What is expected
Convert every line of the listing below into a Markdown table with the columns "Row" and "Listing line", skipping blank lines.

# start of Exercise inputs

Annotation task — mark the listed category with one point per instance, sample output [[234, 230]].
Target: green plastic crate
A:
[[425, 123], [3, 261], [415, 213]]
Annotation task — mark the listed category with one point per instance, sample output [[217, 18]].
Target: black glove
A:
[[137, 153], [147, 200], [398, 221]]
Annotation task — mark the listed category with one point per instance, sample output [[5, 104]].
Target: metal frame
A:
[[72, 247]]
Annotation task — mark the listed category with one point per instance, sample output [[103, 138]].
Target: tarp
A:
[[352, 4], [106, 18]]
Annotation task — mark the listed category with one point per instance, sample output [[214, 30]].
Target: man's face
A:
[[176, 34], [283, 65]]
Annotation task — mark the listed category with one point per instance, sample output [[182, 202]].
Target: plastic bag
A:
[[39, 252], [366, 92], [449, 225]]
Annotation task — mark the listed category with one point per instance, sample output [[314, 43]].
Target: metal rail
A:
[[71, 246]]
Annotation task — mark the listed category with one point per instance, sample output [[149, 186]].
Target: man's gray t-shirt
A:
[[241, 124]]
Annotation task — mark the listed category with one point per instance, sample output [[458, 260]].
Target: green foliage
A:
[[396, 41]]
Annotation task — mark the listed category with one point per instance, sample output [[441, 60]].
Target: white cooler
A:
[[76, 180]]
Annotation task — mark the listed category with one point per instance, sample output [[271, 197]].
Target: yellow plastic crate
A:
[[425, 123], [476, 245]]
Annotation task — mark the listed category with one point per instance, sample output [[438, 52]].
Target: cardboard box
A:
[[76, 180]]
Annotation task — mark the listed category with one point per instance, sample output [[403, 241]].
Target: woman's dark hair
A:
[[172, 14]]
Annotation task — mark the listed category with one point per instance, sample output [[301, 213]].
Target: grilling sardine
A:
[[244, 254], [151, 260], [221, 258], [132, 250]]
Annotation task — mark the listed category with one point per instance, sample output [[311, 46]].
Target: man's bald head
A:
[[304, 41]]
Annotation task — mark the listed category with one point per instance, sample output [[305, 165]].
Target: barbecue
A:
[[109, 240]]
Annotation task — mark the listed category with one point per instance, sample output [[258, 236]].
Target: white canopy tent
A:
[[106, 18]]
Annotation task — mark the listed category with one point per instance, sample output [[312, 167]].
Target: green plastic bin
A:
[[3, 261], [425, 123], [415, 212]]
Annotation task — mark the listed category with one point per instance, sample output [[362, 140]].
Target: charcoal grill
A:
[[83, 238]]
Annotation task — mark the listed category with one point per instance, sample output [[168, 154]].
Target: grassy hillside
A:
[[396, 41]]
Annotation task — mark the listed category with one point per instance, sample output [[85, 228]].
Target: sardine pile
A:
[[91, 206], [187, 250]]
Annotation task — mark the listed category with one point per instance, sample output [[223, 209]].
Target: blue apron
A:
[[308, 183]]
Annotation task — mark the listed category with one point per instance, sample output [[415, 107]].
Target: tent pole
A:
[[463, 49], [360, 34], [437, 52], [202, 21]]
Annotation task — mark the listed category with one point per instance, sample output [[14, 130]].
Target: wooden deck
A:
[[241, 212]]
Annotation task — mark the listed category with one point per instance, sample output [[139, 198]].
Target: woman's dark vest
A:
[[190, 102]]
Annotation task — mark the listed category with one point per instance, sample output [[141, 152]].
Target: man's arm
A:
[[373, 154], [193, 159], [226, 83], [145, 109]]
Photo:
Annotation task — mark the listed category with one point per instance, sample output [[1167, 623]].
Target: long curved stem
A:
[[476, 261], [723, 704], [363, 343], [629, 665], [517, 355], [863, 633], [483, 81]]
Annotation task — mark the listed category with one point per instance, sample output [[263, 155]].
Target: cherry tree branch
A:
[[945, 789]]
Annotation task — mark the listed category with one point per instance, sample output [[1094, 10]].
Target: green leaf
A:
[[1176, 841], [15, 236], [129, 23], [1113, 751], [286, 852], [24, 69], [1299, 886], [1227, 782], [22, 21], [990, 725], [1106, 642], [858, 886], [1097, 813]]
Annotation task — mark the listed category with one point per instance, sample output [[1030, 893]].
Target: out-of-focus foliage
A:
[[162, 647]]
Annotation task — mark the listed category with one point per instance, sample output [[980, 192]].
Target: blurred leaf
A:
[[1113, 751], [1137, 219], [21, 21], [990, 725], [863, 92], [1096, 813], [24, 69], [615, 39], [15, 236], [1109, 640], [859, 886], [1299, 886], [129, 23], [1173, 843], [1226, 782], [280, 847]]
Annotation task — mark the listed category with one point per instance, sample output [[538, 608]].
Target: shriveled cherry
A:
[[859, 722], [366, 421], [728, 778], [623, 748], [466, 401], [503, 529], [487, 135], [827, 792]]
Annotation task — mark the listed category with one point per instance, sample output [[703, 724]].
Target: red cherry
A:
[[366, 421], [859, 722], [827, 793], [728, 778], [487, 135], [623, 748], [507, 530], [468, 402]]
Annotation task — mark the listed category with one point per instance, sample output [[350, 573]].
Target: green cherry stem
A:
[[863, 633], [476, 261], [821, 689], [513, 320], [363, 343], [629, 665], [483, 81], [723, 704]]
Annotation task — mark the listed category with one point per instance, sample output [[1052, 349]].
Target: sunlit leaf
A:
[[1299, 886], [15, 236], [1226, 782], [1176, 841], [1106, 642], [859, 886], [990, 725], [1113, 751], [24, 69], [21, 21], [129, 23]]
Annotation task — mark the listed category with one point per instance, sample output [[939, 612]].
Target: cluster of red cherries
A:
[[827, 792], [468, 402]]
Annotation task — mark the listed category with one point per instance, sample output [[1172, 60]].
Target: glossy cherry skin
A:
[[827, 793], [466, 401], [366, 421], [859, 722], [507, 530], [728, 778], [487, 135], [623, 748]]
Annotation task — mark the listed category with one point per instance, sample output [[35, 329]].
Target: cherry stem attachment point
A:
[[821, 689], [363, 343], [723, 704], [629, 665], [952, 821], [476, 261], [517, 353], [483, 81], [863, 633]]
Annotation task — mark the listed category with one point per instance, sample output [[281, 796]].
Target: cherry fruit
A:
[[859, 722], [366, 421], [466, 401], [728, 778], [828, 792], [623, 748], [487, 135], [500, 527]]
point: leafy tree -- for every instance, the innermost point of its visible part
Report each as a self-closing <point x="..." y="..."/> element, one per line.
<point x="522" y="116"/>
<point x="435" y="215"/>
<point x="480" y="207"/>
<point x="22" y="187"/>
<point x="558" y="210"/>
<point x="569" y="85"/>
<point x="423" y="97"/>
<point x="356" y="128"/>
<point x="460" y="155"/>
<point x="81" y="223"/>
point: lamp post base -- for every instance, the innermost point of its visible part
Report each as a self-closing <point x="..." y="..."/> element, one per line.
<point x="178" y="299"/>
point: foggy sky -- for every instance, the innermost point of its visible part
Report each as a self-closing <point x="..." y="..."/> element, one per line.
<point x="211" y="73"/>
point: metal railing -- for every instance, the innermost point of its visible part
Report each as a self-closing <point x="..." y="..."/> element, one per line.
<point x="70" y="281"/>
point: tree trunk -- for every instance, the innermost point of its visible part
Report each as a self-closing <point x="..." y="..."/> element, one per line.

# end of Exercise inputs

Task output
| Row | Listing line |
|---|---|
| 1 | Annotation task — mark the listed category with one point per instance, sample output [[234, 230]]. |
| 2 | Target: green plastic crate |
| 3 | A: |
| 4 | [[425, 123], [3, 261], [415, 213]] |
| 5 | Annotation task — mark the listed category with one point per instance, sample output [[217, 18]]. |
| 6 | Target: black glove |
| 7 | A: |
| 8 | [[137, 153], [147, 200], [398, 221]] |
| 9 | Annotation task — mark the listed category with one point per instance, sample output [[5, 104]]. |
| 10 | Target: metal frame |
| 11 | A: |
| 12 | [[72, 247]] |
| 13 | Annotation task — mark the listed category with one point per instance, sample output [[103, 138]]. |
| 14 | Target: tarp |
| 15 | A: |
| 16 | [[352, 4], [106, 18]] |
| 17 | Annotation task — mark the listed category with one point per instance, sample output [[214, 30]]. |
| 18 | Target: man's face |
| 19 | A: |
| 20 | [[176, 34], [283, 65]] |
| 21 | Annotation task — mark the listed category with one point per instance, sample output [[182, 202]]. |
| 22 | Target: plastic bag |
| 23 | A: |
| 24 | [[39, 252], [366, 92], [449, 225]] |
| 25 | Annotation task — mark the listed category with one point per instance, sample output [[314, 43]]. |
| 26 | Target: metal rail |
| 27 | A: |
| 28 | [[71, 246]] |
| 29 | Annotation task — mark the listed category with one point per instance, sample output [[149, 186]]. |
| 30 | Target: man's gray t-shirt |
| 31 | A: |
| 32 | [[241, 124]] |
| 33 | Annotation task — mark the listed category with one point per instance, sample output [[458, 260]]. |
| 34 | Target: green foliage |
| 35 | A: |
| 36 | [[396, 41]] |
| 37 | Annotation task — mark the listed category with one point per instance, sample output [[441, 60]]. |
| 38 | Target: white cooler |
| 39 | A: |
| 40 | [[76, 180]] |
| 41 | Annotation task — mark the listed category with one point per instance, sample output [[271, 197]]. |
| 42 | Target: yellow plastic crate |
| 43 | A: |
| 44 | [[425, 123], [476, 245]] |
| 45 | Annotation task — mark the listed category with one point per instance, sample output [[438, 52]]. |
| 46 | Target: cardboard box |
| 47 | A: |
| 48 | [[76, 180]] |
| 49 | Annotation task — mark the listed category with one point per instance, sample output [[403, 241]]. |
| 50 | Target: woman's dark hair |
| 51 | A: |
| 52 | [[172, 14]] |
| 53 | Annotation task — mark the listed category with one point per instance, sample output [[301, 213]]. |
| 54 | Target: grilling sardine |
| 55 | A: |
| 56 | [[244, 254], [151, 260], [221, 258], [132, 250]] |
| 57 | Annotation task — mark the listed category with one point per instance, sample output [[311, 46]]. |
| 58 | Target: man's bald head |
| 59 | A: |
| 60 | [[304, 41]] |
| 61 | Annotation task — mark the listed category with one point per instance, sample output [[305, 165]]. |
| 62 | Target: barbecue |
| 63 | A: |
| 64 | [[109, 240]] |
| 65 | Annotation task — mark the listed category with one point per instance, sample output [[258, 236]]. |
| 66 | Target: white canopy tent |
| 67 | A: |
| 68 | [[106, 18]] |
| 69 | Annotation task — mark the listed category with one point per instance, sample output [[312, 167]]. |
| 70 | Target: green plastic bin |
| 71 | A: |
| 72 | [[3, 261], [425, 123], [415, 212]] |
| 73 | Annotation task — mark the listed category with one point per instance, sample output [[362, 140]]. |
| 74 | Target: charcoal grill |
| 75 | A: |
| 76 | [[83, 238]] |
| 77 | Annotation task — mark the listed category with one point per instance, sample output [[168, 154]]. |
| 78 | Target: grassy hillside |
| 79 | A: |
| 80 | [[396, 41]] |
| 81 | Annotation task — mark the listed category with one point per instance, sample output [[85, 228]]. |
| 82 | Target: sardine pile |
| 83 | A: |
| 84 | [[91, 206], [187, 250]] |
| 85 | Annotation task — mark the listed category with one point per instance, sample output [[223, 209]]. |
| 86 | Target: blue apron |
| 87 | A: |
| 88 | [[308, 183]] |
| 89 | Annotation task — mark the listed category with one point per instance, sample output [[415, 107]]. |
| 90 | Target: tent pole |
| 91 | A: |
| 92 | [[463, 49], [360, 34], [437, 52], [202, 21]] |
| 93 | Annotation task — mark the listed category with one point per instance, sample output [[14, 130]]. |
| 94 | Target: wooden deck |
| 95 | A: |
| 96 | [[241, 212]] |
| 97 | Annotation task — mark the listed category with one point per instance, sample output [[139, 198]]. |
| 98 | Target: woman's dark vest |
| 99 | A: |
| 100 | [[190, 102]] |
| 101 | Annotation task — mark the listed category with one point per instance, sample output [[141, 152]]. |
| 102 | Target: man's arm |
| 103 | A: |
| 104 | [[373, 154], [193, 159], [226, 83], [145, 109]] |
| 105 | Photo: |
| 106 | Annotation task — mark the listed category with one point per instance, sample output [[1167, 623]]. |
| 107 | Target: long curved stem |
| 108 | A: |
| 109 | [[476, 261], [723, 704], [363, 343], [629, 665], [517, 355], [863, 633], [483, 81]] |
| 110 | Annotation task — mark the listed category with one point per instance, sample output [[263, 155]]. |
| 111 | Target: cherry tree branch |
| 112 | A: |
| 113 | [[945, 789]] |
| 114 | Annotation task — mark the listed category with one point per instance, sample output [[1094, 10]]. |
| 115 | Target: green leaf |
| 116 | A: |
| 117 | [[1176, 841], [15, 236], [129, 23], [1113, 751], [286, 852], [24, 69], [1299, 886], [1227, 782], [22, 21], [990, 725], [1106, 642], [858, 886], [1097, 813]] |
| 118 | Annotation task — mark the listed category with one point per instance, sample output [[1030, 893]]. |
| 119 | Target: out-of-focus foliage |
| 120 | A: |
| 121 | [[162, 647]] |
| 122 | Annotation task — mark the listed category with one point per instance, sample output [[980, 192]]. |
| 123 | Target: blurred leaf |
| 124 | A: |
| 125 | [[1113, 751], [1137, 219], [21, 21], [990, 725], [863, 92], [1096, 813], [24, 69], [615, 39], [15, 236], [1109, 640], [859, 886], [1299, 886], [129, 23], [1173, 843], [1226, 782], [280, 847]] |
| 126 | Annotation task — mark the listed category with one point per instance, sample output [[538, 608]]. |
| 127 | Target: shriveled cherry |
| 128 | A: |
| 129 | [[859, 722], [366, 421], [728, 778], [623, 748], [466, 401], [503, 529], [487, 135], [827, 792]] |
| 130 | Annotation task — mark the listed category with one point per instance, sample output [[703, 724]]. |
| 131 | Target: red cherry |
| 132 | A: |
| 133 | [[366, 421], [859, 722], [827, 793], [728, 778], [487, 135], [623, 748], [507, 530], [468, 402]] |
| 134 | Annotation task — mark the listed category with one point per instance, sample output [[350, 573]]. |
| 135 | Target: green cherry stem |
| 136 | A: |
| 137 | [[863, 633], [476, 261], [821, 689], [513, 320], [363, 343], [629, 665], [483, 81], [723, 704]] |
| 138 | Annotation task — mark the listed category with one point per instance, sample output [[1052, 349]]. |
| 139 | Target: sunlit leaf |
| 140 | A: |
| 141 | [[1299, 886], [15, 236], [1226, 782], [1176, 841], [1106, 642], [859, 886], [990, 725], [1113, 751], [24, 69], [21, 21], [129, 23]] |
| 142 | Annotation task — mark the listed category with one point per instance, sample output [[939, 612]]. |
| 143 | Target: cluster of red cherries |
| 144 | A: |
| 145 | [[827, 792], [468, 402]] |
| 146 | Annotation task — mark the listed category with one point per instance, sample output [[1172, 60]]. |
| 147 | Target: glossy cherry skin |
| 148 | A: |
| 149 | [[827, 793], [466, 401], [366, 421], [859, 722], [507, 530], [728, 778], [487, 135], [623, 748]] |
| 150 | Annotation task — mark the listed category with one point per instance, sample output [[35, 329]]. |
| 151 | Target: cherry stem attachment point |
| 152 | A: |
| 153 | [[821, 689], [363, 343], [723, 704], [629, 665], [952, 821], [476, 261], [517, 353], [483, 81], [863, 633]] |
| 154 | Annotation task — mark the listed category with one point per instance, sample output [[281, 796]]. |
| 155 | Target: cherry fruit |
| 156 | A: |
| 157 | [[859, 722], [366, 421], [466, 401], [728, 778], [828, 792], [623, 748], [487, 135], [500, 527]] |
| 158 | point: leafy tree -- for every instance, the innermost point of its visible part |
| 159 | Report each as a self-closing <point x="..." y="..."/> element, one per line. |
| 160 | <point x="522" y="116"/> |
| 161 | <point x="435" y="215"/> |
| 162 | <point x="480" y="207"/> |
| 163 | <point x="22" y="187"/> |
| 164 | <point x="558" y="210"/> |
| 165 | <point x="569" y="85"/> |
| 166 | <point x="423" y="97"/> |
| 167 | <point x="356" y="128"/> |
| 168 | <point x="460" y="155"/> |
| 169 | <point x="81" y="223"/> |
| 170 | point: lamp post base -- for every instance, the innermost point of its visible part |
| 171 | Report each as a self-closing <point x="..." y="..."/> element, one per line. |
| 172 | <point x="178" y="299"/> |
| 173 | point: foggy sky -- for every instance, the innermost point of its visible part |
| 174 | Report each as a self-closing <point x="..." y="..."/> element, one per line. |
| 175 | <point x="211" y="73"/> |
| 176 | point: metal railing -- for every instance, the innermost point of its visible part |
| 177 | Report each as a self-closing <point x="..." y="..."/> element, one per line. |
| 178 | <point x="70" y="281"/> |
| 179 | point: tree trunk -- for every instance, the innermost point of its visible part |
| 180 | Report each as a self-closing <point x="..." y="..."/> element, one per line. |